Esplora il materiale:
- a) Elenca tutte le persone chiamate per nome e cognome nel testo estratto.
- b) Riporta il brano del testo estratto che inizia con "Per i giudici" e termina con "l’intervento del medico.".

Testo estratto:
*****
Per i giudici era malato grave e non poteva essere presente in udienza. Per il pm, invece, la malattia era immaginaria ed il certificato medico un tarocco. La “sorprendente” vicenda, anche se nel meraviglioso mondo della giustizia italiana ormai è sempre più difficile trovare qualcosa di cui stupirsi, è capitata lo scorso 24 marzo al Tribunale penale di Potenza. L’avvocato Antonio Murano, con studio a Rionero in Vulture, quella mattina aveva un processo davanti al collegio presieduto dal giudice Federico Sergi. La sera prima, però, Murano viene colpito da una fortissima colica al punto da richiedere l’intervento del medico.

Murano, non essendo in condizioni di presentarsi in aula per difendere il suo assistito, avvisa quindi un collega di sostituirlo, invitandolo anche a chiedere ai giudici un rinvio per legittimo impedimento. l giudici, sentite le giustificazioni del collega, accolgono la richiesta di Murano che non avrebbe causato problemi allo svolgimento del processo dal momento che il legittimo impedimento del difensore interrompe automaticamente il decorso della prescrizione. Murano, purtroppo, non aveva fatto i conti con il pm Giuseppe Borriello che aveva chiesto al collegio una verifica, non accolta, sulle sue condizioni di salute.
*****
Dati forniti:
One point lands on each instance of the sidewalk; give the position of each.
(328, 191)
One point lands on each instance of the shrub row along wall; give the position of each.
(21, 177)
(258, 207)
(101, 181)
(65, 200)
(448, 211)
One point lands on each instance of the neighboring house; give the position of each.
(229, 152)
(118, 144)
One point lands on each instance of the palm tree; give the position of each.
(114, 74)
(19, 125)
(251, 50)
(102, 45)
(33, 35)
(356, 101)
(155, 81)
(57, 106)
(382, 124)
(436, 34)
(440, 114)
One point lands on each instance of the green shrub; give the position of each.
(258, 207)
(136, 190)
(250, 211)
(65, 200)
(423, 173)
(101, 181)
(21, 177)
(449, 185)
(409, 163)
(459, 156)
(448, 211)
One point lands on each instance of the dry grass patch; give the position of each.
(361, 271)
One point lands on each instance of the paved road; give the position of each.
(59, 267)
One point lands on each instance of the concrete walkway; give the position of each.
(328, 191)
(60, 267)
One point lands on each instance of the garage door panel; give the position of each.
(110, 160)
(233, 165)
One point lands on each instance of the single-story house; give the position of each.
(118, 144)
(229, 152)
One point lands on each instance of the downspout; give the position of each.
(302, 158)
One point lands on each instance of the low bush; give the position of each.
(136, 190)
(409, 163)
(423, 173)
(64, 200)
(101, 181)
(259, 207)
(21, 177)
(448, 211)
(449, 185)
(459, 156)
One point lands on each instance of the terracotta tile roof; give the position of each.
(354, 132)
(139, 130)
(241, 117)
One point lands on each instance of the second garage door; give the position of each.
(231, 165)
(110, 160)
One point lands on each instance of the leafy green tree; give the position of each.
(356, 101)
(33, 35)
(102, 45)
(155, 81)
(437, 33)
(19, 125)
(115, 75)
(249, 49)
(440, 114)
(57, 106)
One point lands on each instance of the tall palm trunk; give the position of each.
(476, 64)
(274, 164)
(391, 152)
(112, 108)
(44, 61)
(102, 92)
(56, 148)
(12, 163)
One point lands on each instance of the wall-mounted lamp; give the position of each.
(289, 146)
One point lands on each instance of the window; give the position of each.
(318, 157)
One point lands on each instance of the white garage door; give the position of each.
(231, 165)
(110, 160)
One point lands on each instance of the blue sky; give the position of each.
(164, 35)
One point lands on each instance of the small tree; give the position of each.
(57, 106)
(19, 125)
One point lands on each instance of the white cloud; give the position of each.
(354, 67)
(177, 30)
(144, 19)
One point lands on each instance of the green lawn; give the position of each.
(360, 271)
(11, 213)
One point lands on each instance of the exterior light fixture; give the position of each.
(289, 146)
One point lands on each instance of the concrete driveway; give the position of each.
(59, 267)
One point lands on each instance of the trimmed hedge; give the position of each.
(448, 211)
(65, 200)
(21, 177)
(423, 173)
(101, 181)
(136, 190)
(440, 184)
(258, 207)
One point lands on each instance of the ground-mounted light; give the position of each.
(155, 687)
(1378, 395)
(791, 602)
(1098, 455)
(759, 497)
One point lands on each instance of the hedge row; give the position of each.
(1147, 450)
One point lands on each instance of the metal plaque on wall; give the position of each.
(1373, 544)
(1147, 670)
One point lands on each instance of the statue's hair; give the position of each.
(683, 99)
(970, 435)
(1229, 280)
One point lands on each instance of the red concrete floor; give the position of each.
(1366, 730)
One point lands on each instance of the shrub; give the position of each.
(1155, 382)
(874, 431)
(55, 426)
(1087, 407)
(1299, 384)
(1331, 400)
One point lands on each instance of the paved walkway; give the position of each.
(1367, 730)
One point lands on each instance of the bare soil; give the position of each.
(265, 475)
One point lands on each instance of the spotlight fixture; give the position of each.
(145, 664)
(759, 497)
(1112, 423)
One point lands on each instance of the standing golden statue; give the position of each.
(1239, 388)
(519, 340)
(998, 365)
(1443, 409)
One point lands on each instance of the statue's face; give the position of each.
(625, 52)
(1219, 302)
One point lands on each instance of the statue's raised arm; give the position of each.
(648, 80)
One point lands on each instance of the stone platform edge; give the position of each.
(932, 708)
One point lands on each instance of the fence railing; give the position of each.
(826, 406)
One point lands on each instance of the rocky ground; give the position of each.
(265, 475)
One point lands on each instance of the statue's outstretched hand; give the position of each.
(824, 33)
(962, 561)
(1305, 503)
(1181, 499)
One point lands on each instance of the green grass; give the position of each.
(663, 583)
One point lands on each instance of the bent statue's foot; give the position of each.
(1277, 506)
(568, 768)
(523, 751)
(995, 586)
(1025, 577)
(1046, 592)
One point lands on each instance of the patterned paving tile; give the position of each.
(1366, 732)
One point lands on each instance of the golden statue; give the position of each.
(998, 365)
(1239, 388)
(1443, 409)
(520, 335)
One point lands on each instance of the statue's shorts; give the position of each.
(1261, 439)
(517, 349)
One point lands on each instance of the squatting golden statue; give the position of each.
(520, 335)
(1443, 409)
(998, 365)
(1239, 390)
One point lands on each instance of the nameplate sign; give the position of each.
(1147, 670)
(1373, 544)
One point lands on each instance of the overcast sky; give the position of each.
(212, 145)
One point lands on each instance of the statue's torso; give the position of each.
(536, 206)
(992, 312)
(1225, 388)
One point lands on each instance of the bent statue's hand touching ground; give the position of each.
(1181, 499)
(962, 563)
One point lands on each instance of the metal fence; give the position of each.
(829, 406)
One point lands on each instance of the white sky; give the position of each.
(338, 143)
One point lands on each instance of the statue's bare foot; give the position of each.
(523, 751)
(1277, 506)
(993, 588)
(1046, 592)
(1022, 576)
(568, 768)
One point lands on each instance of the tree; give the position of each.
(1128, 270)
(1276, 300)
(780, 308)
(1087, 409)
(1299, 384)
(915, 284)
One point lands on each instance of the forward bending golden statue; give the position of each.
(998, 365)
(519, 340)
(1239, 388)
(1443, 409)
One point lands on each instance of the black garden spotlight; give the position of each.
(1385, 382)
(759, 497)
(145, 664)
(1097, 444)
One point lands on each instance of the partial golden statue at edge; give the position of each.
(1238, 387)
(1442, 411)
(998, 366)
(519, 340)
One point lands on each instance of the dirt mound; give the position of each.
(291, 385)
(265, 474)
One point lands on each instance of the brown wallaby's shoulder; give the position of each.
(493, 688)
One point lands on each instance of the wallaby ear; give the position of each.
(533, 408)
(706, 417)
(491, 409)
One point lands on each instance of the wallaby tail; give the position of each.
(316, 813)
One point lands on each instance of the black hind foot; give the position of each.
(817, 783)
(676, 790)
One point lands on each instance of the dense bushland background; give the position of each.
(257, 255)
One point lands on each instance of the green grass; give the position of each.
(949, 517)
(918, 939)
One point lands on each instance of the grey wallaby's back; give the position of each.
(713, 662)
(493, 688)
*****
Elenco delle risposte:
- a)
- Antonio Murano
- Federico Sergi
- Giuseppe Borriello

- b)
Per i giudici era malato grave e non poteva essere presente in udienza. Per il pm, invece, la malattia era immaginaria ed il certificato medico un tarocco. La “sorprendente” vicenda, anche se nel meraviglioso mondo della giustizia italiana ormai è sempre più difficile trovare qualcosa di cui stupirsi, è capitata lo scorso 24 marzo al Tribunale penale di Potenza. L’avvocato Antonio Murano, con studio a Rionero in Vulture, quella mattina aveva un processo davanti al collegio presieduto dal giudice Federico Sergi. La sera prima, però, Murano viene colpito da una fortissima colica al punto da richiedere l’intervento del medico.